WORK TASK:
Everything from the line containing "like point(69, 520)." through the line containing "like point(73, 56)." in the listing below should be copied exactly, and nothing more.

DATA TO EXAMINE:
+ + + +

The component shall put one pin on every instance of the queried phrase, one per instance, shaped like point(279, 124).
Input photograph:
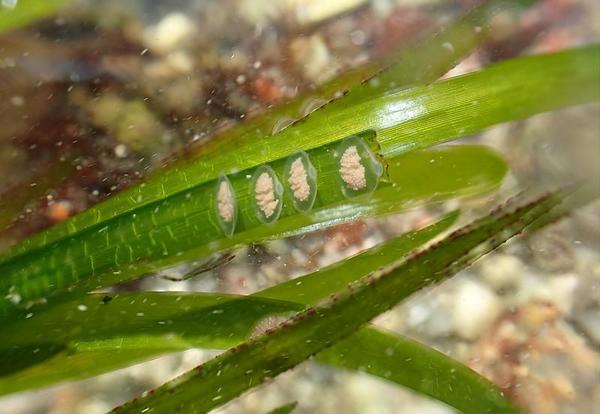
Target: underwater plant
point(368, 152)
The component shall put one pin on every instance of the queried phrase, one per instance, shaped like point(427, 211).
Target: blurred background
point(100, 94)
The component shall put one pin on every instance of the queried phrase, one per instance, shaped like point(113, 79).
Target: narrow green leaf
point(199, 319)
point(417, 367)
point(421, 64)
point(186, 228)
point(250, 364)
point(102, 323)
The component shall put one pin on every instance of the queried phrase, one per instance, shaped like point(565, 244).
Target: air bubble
point(301, 178)
point(268, 191)
point(359, 169)
point(226, 205)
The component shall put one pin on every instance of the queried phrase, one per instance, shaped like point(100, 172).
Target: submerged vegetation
point(368, 150)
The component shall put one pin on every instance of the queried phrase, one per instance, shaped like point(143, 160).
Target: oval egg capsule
point(301, 178)
point(359, 169)
point(268, 194)
point(226, 205)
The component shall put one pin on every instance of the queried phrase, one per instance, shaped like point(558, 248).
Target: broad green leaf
point(250, 364)
point(185, 228)
point(25, 12)
point(421, 64)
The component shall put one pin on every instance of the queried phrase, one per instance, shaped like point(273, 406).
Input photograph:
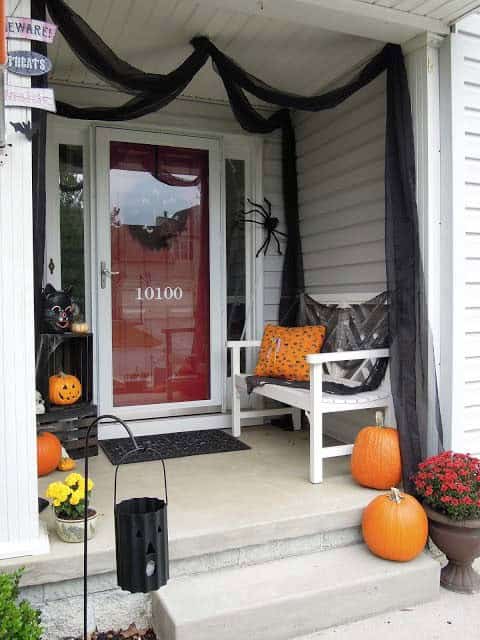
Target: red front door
point(160, 264)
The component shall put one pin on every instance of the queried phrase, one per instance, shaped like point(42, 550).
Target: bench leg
point(316, 448)
point(236, 425)
point(390, 415)
point(297, 419)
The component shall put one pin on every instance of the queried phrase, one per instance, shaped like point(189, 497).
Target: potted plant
point(68, 499)
point(449, 485)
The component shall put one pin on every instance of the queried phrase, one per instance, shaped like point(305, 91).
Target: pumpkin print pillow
point(284, 349)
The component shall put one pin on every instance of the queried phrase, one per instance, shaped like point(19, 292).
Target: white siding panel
point(272, 190)
point(470, 43)
point(341, 161)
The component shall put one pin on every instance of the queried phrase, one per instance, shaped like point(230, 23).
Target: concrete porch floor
point(217, 502)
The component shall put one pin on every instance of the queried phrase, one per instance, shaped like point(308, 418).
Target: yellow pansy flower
point(75, 498)
point(73, 479)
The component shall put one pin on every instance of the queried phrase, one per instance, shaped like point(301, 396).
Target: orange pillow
point(283, 350)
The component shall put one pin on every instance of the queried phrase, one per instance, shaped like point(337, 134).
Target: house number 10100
point(160, 293)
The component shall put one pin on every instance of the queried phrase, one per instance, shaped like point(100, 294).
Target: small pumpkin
point(49, 452)
point(376, 461)
point(66, 464)
point(80, 327)
point(64, 389)
point(395, 526)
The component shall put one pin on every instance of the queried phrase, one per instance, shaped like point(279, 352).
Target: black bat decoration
point(26, 128)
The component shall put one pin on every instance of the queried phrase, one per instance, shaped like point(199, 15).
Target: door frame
point(102, 135)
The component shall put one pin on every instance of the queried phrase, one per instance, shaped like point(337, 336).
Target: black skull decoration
point(58, 309)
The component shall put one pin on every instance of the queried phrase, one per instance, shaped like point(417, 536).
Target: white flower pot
point(73, 530)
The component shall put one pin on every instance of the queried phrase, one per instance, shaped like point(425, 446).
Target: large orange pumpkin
point(395, 526)
point(376, 460)
point(64, 388)
point(49, 452)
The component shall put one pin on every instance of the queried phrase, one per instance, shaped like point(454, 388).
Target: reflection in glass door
point(160, 274)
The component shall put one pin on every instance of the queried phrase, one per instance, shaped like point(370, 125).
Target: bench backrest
point(344, 299)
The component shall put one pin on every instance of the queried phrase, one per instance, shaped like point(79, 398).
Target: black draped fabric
point(151, 91)
point(39, 122)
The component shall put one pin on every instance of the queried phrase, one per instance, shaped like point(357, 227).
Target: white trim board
point(173, 425)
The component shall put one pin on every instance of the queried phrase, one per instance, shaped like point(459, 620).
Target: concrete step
point(265, 543)
point(291, 597)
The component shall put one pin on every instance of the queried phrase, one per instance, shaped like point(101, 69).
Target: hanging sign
point(28, 63)
point(28, 29)
point(3, 40)
point(29, 97)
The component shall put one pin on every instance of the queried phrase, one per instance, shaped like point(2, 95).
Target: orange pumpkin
point(395, 526)
point(64, 388)
point(376, 460)
point(49, 452)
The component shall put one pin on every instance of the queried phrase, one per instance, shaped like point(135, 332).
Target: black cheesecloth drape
point(150, 92)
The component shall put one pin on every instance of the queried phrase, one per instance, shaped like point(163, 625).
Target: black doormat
point(173, 445)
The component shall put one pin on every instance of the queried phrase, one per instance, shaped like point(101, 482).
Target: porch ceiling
point(154, 35)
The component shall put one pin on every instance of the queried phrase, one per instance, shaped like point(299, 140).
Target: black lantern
point(141, 533)
point(141, 538)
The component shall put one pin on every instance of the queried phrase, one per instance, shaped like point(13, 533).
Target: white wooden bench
point(313, 401)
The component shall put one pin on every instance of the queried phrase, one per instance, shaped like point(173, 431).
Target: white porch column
point(19, 522)
point(422, 63)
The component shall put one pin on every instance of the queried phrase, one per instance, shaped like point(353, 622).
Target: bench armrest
point(339, 356)
point(239, 344)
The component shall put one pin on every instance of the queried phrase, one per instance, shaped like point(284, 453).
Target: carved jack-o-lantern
point(64, 389)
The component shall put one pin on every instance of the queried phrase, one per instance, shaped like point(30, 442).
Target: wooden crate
point(72, 434)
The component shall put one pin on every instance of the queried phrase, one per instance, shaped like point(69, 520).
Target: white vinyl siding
point(272, 190)
point(469, 33)
point(341, 160)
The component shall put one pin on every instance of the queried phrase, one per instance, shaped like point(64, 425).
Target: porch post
point(19, 523)
point(422, 63)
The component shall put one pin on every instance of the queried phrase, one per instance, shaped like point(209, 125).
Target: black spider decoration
point(268, 222)
point(26, 128)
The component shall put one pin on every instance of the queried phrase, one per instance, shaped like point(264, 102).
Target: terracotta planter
point(72, 530)
point(460, 542)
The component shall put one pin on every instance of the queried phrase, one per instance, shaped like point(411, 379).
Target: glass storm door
point(156, 286)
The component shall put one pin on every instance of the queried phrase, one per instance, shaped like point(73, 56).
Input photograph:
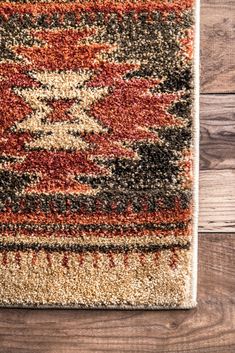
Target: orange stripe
point(166, 216)
point(89, 5)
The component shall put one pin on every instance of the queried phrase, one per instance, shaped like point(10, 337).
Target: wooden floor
point(210, 328)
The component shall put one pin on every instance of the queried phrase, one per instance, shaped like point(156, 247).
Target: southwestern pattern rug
point(98, 153)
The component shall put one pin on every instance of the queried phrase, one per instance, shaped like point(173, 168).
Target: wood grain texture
point(210, 328)
point(217, 120)
point(217, 201)
point(217, 51)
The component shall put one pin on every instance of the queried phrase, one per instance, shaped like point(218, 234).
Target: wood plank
point(210, 328)
point(217, 201)
point(217, 120)
point(217, 46)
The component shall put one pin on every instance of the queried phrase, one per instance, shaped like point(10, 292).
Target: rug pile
point(98, 153)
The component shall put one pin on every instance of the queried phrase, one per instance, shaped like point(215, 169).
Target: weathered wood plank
point(210, 328)
point(217, 120)
point(217, 46)
point(217, 201)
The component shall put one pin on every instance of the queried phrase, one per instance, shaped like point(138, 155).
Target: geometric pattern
point(96, 153)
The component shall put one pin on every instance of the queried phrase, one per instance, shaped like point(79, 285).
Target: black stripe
point(78, 248)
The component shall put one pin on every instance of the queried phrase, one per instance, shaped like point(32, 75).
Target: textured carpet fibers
point(97, 153)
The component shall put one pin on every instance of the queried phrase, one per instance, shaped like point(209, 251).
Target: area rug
point(98, 153)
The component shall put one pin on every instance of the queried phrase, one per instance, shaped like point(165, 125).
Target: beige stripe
point(150, 284)
point(94, 240)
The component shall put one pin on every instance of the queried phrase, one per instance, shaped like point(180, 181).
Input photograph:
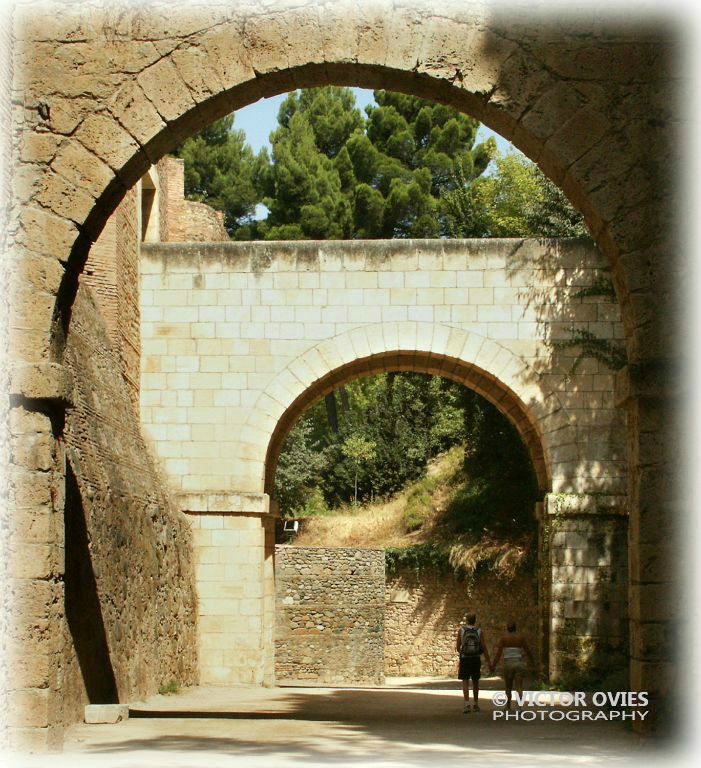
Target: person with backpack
point(470, 645)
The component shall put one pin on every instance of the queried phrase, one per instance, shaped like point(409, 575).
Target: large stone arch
point(100, 94)
point(151, 93)
point(479, 363)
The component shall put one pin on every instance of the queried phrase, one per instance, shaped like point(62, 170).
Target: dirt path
point(407, 723)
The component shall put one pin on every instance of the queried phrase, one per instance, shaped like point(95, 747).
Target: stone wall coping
point(224, 502)
point(261, 255)
point(42, 381)
point(572, 504)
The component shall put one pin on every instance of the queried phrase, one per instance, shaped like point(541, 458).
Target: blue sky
point(260, 118)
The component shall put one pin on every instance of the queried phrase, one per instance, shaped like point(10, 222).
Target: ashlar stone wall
point(234, 334)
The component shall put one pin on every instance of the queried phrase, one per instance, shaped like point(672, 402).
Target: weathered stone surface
point(42, 381)
point(266, 324)
point(334, 634)
point(106, 713)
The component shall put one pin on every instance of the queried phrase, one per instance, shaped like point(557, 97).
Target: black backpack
point(470, 644)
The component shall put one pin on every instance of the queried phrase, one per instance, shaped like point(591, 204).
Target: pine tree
point(221, 170)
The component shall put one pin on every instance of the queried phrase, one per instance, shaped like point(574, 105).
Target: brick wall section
point(424, 611)
point(329, 615)
point(139, 551)
point(187, 221)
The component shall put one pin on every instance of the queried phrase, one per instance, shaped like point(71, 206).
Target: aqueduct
point(100, 94)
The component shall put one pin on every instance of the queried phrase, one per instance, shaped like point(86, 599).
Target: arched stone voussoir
point(328, 365)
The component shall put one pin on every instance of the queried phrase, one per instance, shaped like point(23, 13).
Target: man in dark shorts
point(470, 646)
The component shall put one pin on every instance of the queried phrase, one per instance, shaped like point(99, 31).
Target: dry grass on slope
point(380, 525)
point(414, 526)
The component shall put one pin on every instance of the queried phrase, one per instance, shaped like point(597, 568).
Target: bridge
point(238, 339)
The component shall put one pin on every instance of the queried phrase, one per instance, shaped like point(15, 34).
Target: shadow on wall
point(83, 613)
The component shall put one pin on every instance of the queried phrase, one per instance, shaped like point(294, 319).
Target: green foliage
point(418, 503)
point(405, 419)
point(359, 450)
point(518, 200)
point(313, 505)
point(408, 168)
point(298, 468)
point(610, 353)
point(433, 555)
point(222, 171)
point(500, 481)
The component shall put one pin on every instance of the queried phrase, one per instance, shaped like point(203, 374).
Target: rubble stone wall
point(329, 613)
point(130, 601)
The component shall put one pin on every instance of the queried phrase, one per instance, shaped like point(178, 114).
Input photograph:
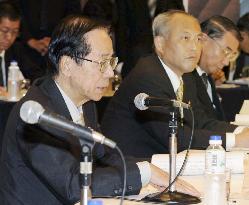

+ + + +

TASK RESULT:
The component shall put one pin on every instance of the queried phrase, one per instance, shaped like point(69, 520).
Target: white vinyl siding
point(272, 190)
point(469, 33)
point(341, 160)
The component shall put one pin on every instance of the queried phrase, one per instance, shaped like point(64, 425).
Target: porch post
point(19, 523)
point(422, 63)
The component shall put one pin on every instance of the queried phrase, one per instance, shaped like point(209, 125).
Target: black spider decoration
point(268, 222)
point(26, 128)
The component shall put one pin on every instance of the queried phrase, one per instance, shaped like point(264, 102).
Target: terracotta planter
point(72, 530)
point(460, 542)
The component shall put one pin on every instance of the queried phrase, one per instance, shaped like point(411, 379).
Target: glass storm door
point(156, 286)
The component shall put one pin on every instance of the queried phrase, one per instance, shaped like point(73, 56).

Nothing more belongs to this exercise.